■ Tasks ■
- a) In the NUMBRE article, which high-level API did the author use on top of TensorFlow to build the network's layers?
- b) Please repeat the records from the line containing "Visual grounding module — locates where the mite hind" through the end of the records, and nothing else. Keep the requests, and multiply every bounding-box coordinate in the answers by 1.5, rounding to whole numbers with halves rounded up. Leave out the pictures.

■ Text ■
········

NUMBRE — A NUMBer REcognizer Neural Network

My machine learning journey began back in 2015 when I took Andrew Ng’s machine learning course through Coursera. I only got a couple weeks into the course before I stopped. The following year, I redid the course and again, fell off the tracks. I resolved in 2017 that come hell or high water, I would finish the course. Which I did!

At the end of Andrew’s course, I had a variety of different machine learning concepts down and a bunch of MATLAB code under my belt as part of my assignments. And then I saw this…

Besides making me laugh, that video got me thinking about how to start applying the machine learning skills I had learnt so far. Since I was looking for an excuse to start using TensorFlow — Google’s open source machine learning framework, this seemed like a great way to gain that experience.

Having no prior experience with TensorFlow, I decided to redo my first assignment in Andrew Ng’s course — a neural network trained on the MNIST dataset.

In this article, I’ll discuss how I implemented NUMBRE — a neural network that recognizes handwritten numbers. NUMBRE stands for NUMBer REcognizer and is named as such because it sounds cool :)


For this project, my goal was to implement a deep neural network. The idea is that as each handwritten number is passed through the network, it makes a prediction as to what that number is. If that prediction is wrong then the previous layers are modified in order to minimize that error. Given enough examples and time the network should be able to “learn” what different numbers look like. More importantly, it should also be able to correctly identify examples that it has never seen before!

Although TensorFlow is a very powerful tool, for novices it can be a bit overwhelming to start using it. As such, I used Keras, a high level API that runs on top of TensorFlow and other popular machine learning libraries. Keras made it really easy to implement the different layers of my neural network using a few lines of code.


My first step was to import the Sequential model and the MNIST dataset.

from keras.models import Sequential
from keras.datasets import mnist

Keras offers a number of models to implement different types of neural networks. In this case all the network needed was 2–4 layers so I chose the Sequential model. This made it easy to create and define each layer of the neural network and stack them together.

Image result for neural network
The Sequential model makes it easy to implement each layer of the neural network

There’s no point having a deep neural network if there’s no data to train it on and that’s where MNIST comes in. MNIST is a database that contains thousands of handwritten numbers (0–9). Since it has a lot of samples my first step was to split the imported dataset into two categories. The first would be used for training the neural network and the second was to test it.

········

■ Listing ■
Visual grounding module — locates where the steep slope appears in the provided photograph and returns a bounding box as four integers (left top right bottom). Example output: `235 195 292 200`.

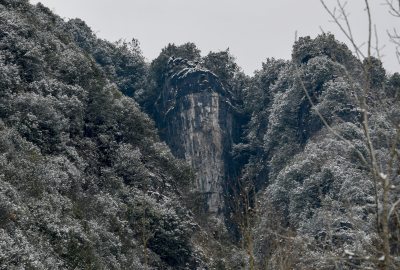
158 58 234 215
243 35 400 269
0 0 228 269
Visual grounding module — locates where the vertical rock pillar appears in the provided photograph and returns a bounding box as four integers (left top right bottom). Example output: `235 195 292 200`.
158 58 233 215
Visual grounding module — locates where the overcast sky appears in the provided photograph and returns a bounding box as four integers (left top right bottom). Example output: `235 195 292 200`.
31 0 400 74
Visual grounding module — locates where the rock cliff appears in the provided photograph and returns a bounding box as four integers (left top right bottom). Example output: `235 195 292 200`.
157 58 234 215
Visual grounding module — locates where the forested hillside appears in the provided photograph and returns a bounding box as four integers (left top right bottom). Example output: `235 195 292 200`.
0 0 400 269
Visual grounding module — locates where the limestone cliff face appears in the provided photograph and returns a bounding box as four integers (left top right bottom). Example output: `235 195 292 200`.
158 58 233 214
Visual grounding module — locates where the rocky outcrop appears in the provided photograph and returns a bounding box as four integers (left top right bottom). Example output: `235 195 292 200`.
157 58 234 215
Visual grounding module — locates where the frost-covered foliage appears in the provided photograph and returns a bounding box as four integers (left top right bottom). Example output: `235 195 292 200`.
237 35 400 269
0 0 225 269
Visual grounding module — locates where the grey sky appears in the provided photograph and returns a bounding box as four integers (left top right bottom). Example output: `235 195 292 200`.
31 0 400 74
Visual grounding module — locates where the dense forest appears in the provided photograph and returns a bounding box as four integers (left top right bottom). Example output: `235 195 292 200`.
0 0 400 270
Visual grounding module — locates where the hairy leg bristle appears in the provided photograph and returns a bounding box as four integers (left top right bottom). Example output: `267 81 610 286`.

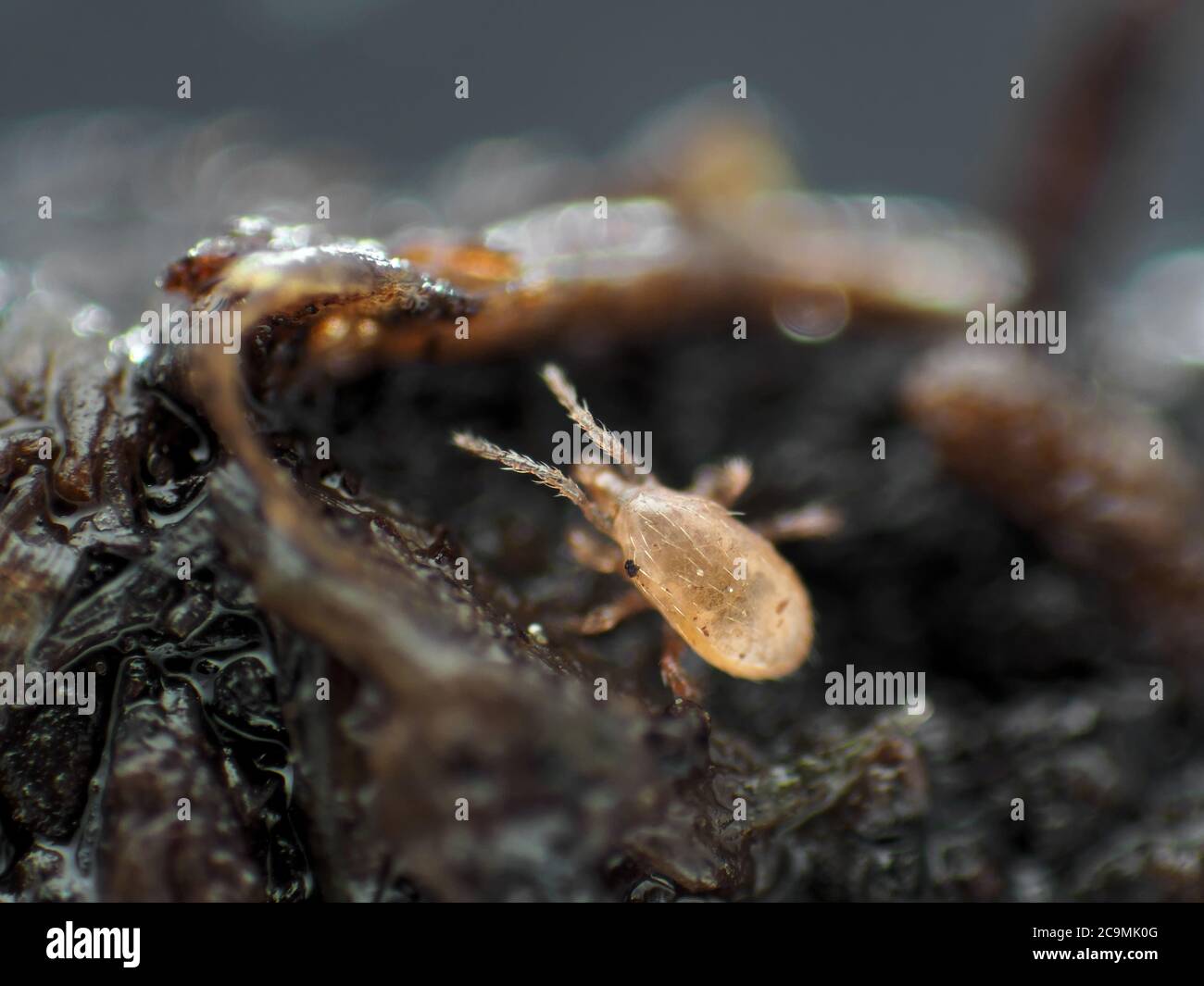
539 362 634 476
452 431 609 533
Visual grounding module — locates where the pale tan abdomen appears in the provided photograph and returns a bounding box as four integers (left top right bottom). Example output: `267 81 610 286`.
614 485 813 678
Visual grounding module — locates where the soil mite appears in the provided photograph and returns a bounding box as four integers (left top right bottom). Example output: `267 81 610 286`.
453 365 840 701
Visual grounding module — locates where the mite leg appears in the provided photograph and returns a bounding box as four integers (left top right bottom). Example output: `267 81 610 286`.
539 362 635 477
751 504 844 541
566 528 626 576
565 589 649 637
452 431 610 534
686 458 753 506
661 624 702 705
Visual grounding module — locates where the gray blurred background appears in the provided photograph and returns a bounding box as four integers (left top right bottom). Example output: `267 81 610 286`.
0 0 1204 260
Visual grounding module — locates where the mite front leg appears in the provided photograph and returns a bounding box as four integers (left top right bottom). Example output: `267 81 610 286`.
661 625 702 705
751 504 844 542
566 528 625 576
686 458 753 506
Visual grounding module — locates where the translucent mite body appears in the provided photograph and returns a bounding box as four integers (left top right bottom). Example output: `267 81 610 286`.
454 366 839 698
613 484 811 678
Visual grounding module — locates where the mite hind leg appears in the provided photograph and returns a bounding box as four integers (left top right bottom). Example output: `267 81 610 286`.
751 504 844 542
686 457 753 506
661 624 702 705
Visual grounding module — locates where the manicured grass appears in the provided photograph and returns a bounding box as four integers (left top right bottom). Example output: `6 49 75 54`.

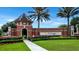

········

■ Solutions below ■
- a) Keras.

- b)
Visual grounding module — locates where the mite hind leg appears in the provided photograph and returns a bounding box as four integers (left top right bottom). Example output: `267 81 610 286`.
1127 756 1266 813
1029 686 1130 759
992 936 1053 1058
Visual grounding module — locates where the manicured grass appears in the provided photograph and returns a bounding box as four integers (left top right bottom). Example output: `6 49 75 54`.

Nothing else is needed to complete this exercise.